> Point placement listing:
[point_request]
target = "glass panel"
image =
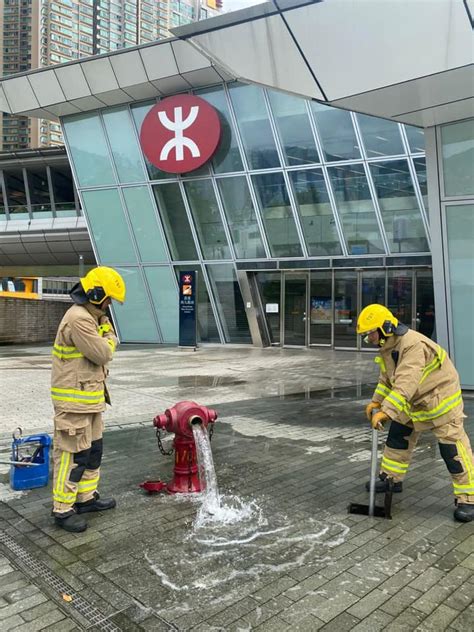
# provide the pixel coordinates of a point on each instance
(458, 158)
(241, 218)
(373, 291)
(336, 132)
(269, 286)
(399, 295)
(460, 229)
(86, 141)
(39, 192)
(16, 194)
(425, 311)
(277, 216)
(63, 191)
(227, 157)
(175, 222)
(295, 310)
(229, 302)
(381, 137)
(345, 309)
(420, 168)
(206, 326)
(207, 219)
(254, 126)
(163, 290)
(123, 143)
(144, 224)
(416, 139)
(135, 317)
(356, 209)
(320, 305)
(399, 207)
(317, 219)
(138, 114)
(109, 227)
(294, 129)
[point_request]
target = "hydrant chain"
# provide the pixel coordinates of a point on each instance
(160, 444)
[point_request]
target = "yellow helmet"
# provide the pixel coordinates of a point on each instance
(374, 317)
(101, 283)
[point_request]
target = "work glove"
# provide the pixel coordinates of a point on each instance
(371, 407)
(104, 329)
(378, 420)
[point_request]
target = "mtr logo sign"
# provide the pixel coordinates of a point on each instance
(179, 134)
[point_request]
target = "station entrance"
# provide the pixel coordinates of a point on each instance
(320, 307)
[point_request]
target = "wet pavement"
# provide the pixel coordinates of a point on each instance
(283, 554)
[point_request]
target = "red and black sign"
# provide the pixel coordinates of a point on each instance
(187, 309)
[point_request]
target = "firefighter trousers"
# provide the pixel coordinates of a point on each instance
(454, 447)
(77, 454)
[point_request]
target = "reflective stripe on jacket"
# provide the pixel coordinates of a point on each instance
(417, 381)
(84, 345)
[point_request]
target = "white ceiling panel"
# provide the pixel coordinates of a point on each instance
(40, 113)
(128, 68)
(72, 81)
(46, 87)
(441, 114)
(63, 109)
(4, 106)
(142, 91)
(99, 75)
(159, 61)
(20, 94)
(350, 42)
(262, 52)
(88, 103)
(203, 77)
(419, 94)
(168, 85)
(188, 58)
(114, 97)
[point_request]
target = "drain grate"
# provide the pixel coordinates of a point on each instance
(92, 614)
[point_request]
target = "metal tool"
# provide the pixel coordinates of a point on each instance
(372, 509)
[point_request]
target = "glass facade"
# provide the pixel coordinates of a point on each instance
(292, 184)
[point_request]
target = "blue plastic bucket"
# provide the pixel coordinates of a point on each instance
(33, 449)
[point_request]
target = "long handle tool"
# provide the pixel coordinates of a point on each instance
(372, 509)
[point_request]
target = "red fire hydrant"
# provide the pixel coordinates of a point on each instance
(180, 420)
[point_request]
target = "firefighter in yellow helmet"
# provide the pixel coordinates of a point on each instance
(85, 343)
(418, 389)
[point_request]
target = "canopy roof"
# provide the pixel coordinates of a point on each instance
(406, 60)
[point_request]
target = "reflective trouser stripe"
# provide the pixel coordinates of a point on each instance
(380, 361)
(111, 344)
(444, 407)
(87, 485)
(394, 466)
(398, 401)
(468, 466)
(59, 495)
(382, 390)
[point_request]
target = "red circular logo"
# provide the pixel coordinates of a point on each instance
(181, 133)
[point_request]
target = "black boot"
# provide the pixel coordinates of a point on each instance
(381, 486)
(95, 504)
(70, 522)
(464, 512)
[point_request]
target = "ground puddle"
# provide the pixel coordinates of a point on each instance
(233, 544)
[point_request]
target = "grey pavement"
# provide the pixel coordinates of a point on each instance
(291, 449)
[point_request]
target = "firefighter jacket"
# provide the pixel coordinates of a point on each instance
(84, 345)
(417, 382)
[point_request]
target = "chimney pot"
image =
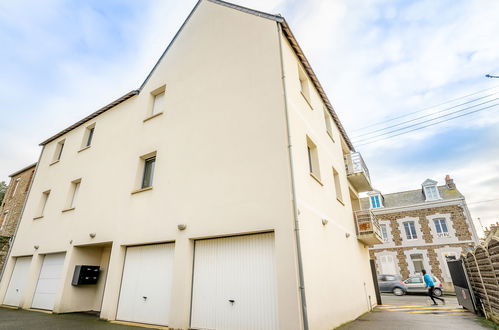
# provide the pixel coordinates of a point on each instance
(449, 183)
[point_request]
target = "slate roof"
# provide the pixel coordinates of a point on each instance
(411, 197)
(286, 31)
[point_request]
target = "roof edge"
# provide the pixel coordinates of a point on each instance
(91, 116)
(22, 170)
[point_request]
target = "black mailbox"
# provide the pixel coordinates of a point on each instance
(85, 275)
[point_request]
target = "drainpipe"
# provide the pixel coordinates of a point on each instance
(11, 240)
(293, 191)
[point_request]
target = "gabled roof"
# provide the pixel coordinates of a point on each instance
(24, 169)
(287, 32)
(412, 197)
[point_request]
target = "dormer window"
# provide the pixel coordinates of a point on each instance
(375, 199)
(430, 190)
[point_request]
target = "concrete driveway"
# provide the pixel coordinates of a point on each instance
(416, 313)
(11, 319)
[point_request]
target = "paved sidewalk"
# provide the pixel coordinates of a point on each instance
(416, 313)
(14, 319)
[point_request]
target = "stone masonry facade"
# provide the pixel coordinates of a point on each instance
(11, 208)
(458, 221)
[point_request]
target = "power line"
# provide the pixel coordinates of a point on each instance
(432, 124)
(424, 121)
(430, 114)
(424, 109)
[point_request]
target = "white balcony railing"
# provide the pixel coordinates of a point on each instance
(367, 227)
(357, 172)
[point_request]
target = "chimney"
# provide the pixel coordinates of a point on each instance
(449, 183)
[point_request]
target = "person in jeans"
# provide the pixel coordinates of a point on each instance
(431, 286)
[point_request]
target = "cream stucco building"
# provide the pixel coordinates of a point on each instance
(215, 196)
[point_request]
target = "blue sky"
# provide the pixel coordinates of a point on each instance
(377, 60)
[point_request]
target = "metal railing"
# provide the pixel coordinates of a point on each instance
(366, 223)
(355, 164)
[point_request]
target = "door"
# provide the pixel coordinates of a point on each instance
(49, 281)
(17, 282)
(146, 284)
(234, 283)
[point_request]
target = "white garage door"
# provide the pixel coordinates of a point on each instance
(49, 281)
(17, 281)
(146, 285)
(234, 285)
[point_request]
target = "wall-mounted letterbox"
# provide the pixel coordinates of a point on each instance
(85, 275)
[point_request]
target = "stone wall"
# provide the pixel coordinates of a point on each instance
(11, 208)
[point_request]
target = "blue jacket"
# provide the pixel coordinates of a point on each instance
(428, 280)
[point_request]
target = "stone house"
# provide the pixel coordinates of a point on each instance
(214, 196)
(421, 229)
(11, 208)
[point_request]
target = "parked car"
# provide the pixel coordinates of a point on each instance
(392, 283)
(415, 284)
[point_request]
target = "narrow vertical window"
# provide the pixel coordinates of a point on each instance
(15, 187)
(337, 185)
(313, 160)
(5, 220)
(58, 150)
(158, 103)
(90, 136)
(148, 175)
(75, 188)
(329, 126)
(304, 87)
(384, 233)
(43, 203)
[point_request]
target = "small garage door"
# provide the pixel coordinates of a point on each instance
(146, 285)
(49, 281)
(234, 284)
(17, 282)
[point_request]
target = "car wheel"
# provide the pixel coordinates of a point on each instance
(398, 291)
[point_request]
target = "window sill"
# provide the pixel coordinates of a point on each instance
(141, 190)
(153, 116)
(330, 135)
(307, 100)
(84, 148)
(316, 178)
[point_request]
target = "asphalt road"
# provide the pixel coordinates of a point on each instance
(415, 312)
(14, 319)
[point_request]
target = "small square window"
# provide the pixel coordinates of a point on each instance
(147, 177)
(58, 150)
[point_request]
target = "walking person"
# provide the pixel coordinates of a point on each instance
(431, 286)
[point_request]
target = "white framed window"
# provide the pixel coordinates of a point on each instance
(441, 227)
(410, 230)
(384, 232)
(5, 220)
(313, 159)
(16, 185)
(430, 190)
(328, 122)
(58, 150)
(418, 262)
(375, 201)
(304, 84)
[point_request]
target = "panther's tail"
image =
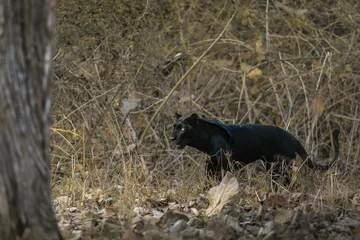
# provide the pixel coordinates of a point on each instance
(318, 166)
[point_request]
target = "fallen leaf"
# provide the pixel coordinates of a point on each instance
(220, 195)
(171, 217)
(254, 73)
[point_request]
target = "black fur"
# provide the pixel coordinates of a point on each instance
(246, 143)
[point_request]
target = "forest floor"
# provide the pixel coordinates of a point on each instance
(293, 64)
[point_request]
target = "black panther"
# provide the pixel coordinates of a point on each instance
(245, 143)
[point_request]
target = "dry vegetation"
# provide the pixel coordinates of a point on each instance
(294, 64)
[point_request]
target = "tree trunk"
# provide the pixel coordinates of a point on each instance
(26, 52)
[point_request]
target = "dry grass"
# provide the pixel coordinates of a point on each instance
(295, 67)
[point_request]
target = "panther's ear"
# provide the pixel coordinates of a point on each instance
(194, 118)
(177, 116)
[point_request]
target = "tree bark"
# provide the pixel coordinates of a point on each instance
(26, 52)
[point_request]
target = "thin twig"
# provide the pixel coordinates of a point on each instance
(182, 79)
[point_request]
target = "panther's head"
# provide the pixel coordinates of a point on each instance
(185, 130)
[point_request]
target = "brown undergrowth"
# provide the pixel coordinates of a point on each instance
(290, 64)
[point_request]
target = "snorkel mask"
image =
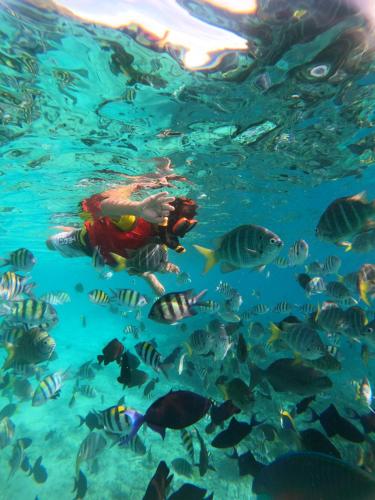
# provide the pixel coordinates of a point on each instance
(179, 222)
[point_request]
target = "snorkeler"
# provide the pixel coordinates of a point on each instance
(120, 227)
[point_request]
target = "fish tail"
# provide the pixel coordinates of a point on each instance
(363, 289)
(81, 420)
(314, 416)
(275, 333)
(257, 375)
(188, 348)
(28, 289)
(4, 262)
(137, 420)
(209, 255)
(195, 299)
(11, 353)
(120, 262)
(4, 309)
(164, 367)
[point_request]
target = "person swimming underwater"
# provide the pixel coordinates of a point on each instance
(120, 227)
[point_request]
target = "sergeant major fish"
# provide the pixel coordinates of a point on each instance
(174, 306)
(246, 246)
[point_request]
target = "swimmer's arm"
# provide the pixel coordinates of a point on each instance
(154, 208)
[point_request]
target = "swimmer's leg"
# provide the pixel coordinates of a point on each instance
(67, 243)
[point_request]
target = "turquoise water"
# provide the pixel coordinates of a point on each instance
(72, 107)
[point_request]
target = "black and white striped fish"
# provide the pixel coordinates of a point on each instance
(132, 330)
(128, 298)
(28, 311)
(226, 289)
(90, 447)
(21, 259)
(174, 306)
(99, 297)
(283, 307)
(13, 285)
(56, 298)
(49, 388)
(187, 442)
(298, 253)
(259, 309)
(115, 419)
(149, 355)
(331, 265)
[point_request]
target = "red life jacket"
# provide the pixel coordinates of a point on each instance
(105, 235)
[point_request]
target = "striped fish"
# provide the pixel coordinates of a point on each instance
(246, 246)
(282, 262)
(115, 419)
(183, 278)
(174, 306)
(149, 355)
(283, 307)
(208, 306)
(330, 317)
(99, 297)
(12, 285)
(56, 298)
(129, 298)
(21, 259)
(337, 290)
(331, 265)
(259, 309)
(200, 342)
(315, 286)
(29, 311)
(150, 258)
(88, 391)
(355, 320)
(133, 330)
(225, 289)
(344, 218)
(90, 447)
(49, 388)
(298, 253)
(308, 308)
(301, 339)
(187, 442)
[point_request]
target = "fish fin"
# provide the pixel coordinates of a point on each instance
(158, 429)
(137, 420)
(120, 261)
(195, 299)
(297, 358)
(209, 255)
(314, 416)
(188, 348)
(275, 334)
(360, 196)
(260, 269)
(10, 358)
(164, 367)
(363, 289)
(4, 263)
(344, 244)
(228, 268)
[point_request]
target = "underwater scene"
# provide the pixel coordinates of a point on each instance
(187, 272)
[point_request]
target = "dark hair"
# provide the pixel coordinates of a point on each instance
(183, 207)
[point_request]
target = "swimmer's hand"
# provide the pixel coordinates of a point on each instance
(156, 207)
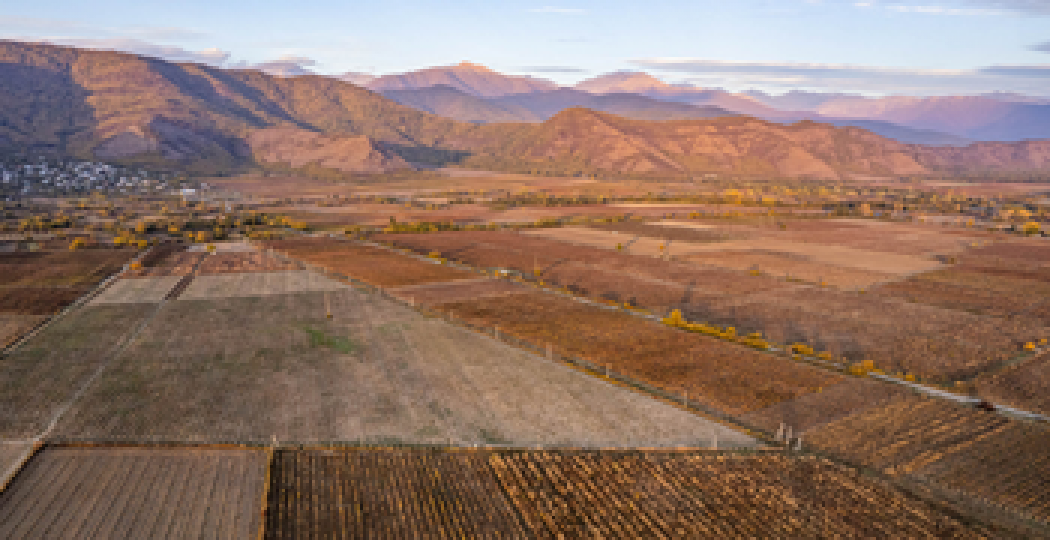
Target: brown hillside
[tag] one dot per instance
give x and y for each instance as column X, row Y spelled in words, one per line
column 112, row 105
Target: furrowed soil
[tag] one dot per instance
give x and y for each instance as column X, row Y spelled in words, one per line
column 386, row 493
column 45, row 372
column 257, row 368
column 135, row 493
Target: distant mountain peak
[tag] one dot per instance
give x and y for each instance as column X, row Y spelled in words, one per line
column 621, row 82
column 471, row 66
column 466, row 77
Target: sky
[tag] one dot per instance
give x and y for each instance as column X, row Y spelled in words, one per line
column 875, row 47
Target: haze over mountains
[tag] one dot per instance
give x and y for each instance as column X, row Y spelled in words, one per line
column 119, row 106
column 629, row 94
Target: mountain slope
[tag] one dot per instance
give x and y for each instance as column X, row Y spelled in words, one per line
column 92, row 103
column 970, row 117
column 110, row 105
column 630, row 105
column 471, row 79
column 452, row 103
column 589, row 140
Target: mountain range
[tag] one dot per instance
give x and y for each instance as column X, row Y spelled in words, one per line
column 118, row 106
column 629, row 94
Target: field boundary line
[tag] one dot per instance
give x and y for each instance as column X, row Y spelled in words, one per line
column 13, row 471
column 84, row 298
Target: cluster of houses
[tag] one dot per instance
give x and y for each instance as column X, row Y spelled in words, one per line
column 45, row 178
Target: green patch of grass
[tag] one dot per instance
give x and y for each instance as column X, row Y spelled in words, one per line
column 319, row 338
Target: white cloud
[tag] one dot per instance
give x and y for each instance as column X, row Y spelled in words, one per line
column 172, row 54
column 548, row 8
column 863, row 79
column 288, row 65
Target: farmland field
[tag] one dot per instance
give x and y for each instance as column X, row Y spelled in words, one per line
column 60, row 269
column 139, row 290
column 135, row 493
column 368, row 264
column 727, row 376
column 376, row 372
column 650, row 495
column 812, row 411
column 1025, row 386
column 935, row 343
column 14, row 326
column 444, row 292
column 387, row 494
column 977, row 452
column 45, row 371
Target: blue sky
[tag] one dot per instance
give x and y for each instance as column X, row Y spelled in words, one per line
column 921, row 47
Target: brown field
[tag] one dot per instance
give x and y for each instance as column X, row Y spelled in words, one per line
column 649, row 495
column 1025, row 386
column 39, row 300
column 980, row 453
column 44, row 372
column 726, row 376
column 174, row 264
column 931, row 343
column 135, row 493
column 260, row 284
column 444, row 292
column 243, row 263
column 368, row 264
column 250, row 369
column 834, row 402
column 60, row 269
column 387, row 494
column 790, row 265
column 935, row 343
column 655, row 230
column 14, row 326
column 140, row 290
column 1008, row 468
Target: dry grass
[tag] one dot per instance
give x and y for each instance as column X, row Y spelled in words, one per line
column 142, row 290
column 727, row 376
column 37, row 378
column 785, row 265
column 239, row 285
column 371, row 265
column 444, row 292
column 252, row 368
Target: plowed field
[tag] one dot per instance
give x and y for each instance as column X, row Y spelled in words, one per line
column 135, row 493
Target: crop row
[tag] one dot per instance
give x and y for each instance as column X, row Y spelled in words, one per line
column 973, row 451
column 933, row 343
column 1025, row 386
column 386, row 494
column 710, row 496
column 368, row 264
column 728, row 376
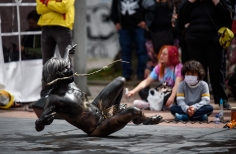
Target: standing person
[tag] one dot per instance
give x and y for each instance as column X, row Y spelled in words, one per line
column 128, row 17
column 168, row 70
column 31, row 44
column 193, row 97
column 201, row 36
column 56, row 20
column 159, row 21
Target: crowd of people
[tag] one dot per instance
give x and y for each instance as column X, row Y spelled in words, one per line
column 189, row 26
column 157, row 30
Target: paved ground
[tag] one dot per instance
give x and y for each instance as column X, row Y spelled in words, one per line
column 17, row 135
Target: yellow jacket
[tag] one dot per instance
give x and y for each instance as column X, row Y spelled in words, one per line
column 56, row 13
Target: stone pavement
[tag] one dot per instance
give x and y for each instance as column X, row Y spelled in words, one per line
column 17, row 135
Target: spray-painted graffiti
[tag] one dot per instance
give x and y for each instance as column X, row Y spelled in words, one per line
column 101, row 33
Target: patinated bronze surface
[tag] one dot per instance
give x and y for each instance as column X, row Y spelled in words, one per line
column 101, row 117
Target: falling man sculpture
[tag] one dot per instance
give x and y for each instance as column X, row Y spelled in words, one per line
column 101, row 117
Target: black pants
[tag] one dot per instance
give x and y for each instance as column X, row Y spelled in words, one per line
column 210, row 54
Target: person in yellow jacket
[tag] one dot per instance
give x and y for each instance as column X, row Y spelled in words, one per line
column 56, row 20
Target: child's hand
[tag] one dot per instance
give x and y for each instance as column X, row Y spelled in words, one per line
column 130, row 94
column 170, row 101
column 190, row 111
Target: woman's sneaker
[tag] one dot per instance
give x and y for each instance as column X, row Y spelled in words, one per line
column 181, row 117
column 204, row 118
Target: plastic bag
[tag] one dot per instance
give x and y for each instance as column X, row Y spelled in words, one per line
column 155, row 99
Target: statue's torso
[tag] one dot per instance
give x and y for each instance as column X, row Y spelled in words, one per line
column 73, row 107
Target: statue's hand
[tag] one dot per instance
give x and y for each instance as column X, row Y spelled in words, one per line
column 46, row 119
column 71, row 49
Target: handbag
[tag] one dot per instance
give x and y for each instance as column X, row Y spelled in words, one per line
column 225, row 35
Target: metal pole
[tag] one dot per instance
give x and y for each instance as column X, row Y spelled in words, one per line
column 80, row 38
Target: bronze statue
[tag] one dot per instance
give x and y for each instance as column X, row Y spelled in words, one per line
column 102, row 117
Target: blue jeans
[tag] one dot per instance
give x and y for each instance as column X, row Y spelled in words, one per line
column 127, row 39
column 205, row 109
column 52, row 36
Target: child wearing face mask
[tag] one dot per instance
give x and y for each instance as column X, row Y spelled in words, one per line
column 193, row 98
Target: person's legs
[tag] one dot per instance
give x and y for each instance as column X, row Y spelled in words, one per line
column 63, row 37
column 125, row 39
column 215, row 62
column 48, row 44
column 140, row 51
column 197, row 52
column 121, row 119
column 176, row 109
column 206, row 109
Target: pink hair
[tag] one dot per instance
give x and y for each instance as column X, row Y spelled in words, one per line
column 173, row 57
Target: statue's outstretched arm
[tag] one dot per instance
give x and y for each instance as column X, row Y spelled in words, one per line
column 46, row 118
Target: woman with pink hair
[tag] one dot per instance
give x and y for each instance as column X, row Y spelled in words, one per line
column 167, row 70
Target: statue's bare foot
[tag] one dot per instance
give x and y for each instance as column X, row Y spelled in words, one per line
column 153, row 120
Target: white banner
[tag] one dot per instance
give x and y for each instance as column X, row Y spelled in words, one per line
column 23, row 78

> Stated exercise: Copy out, unchanged, the part of the listing above that opens with the line containing "Target: white banner" and runs through the end of the listing.

> Result of this task:
Target: white banner
[tag] one dot per instance
give x and y for each instance as column X, row Y spelled in words, one per line
column 23, row 78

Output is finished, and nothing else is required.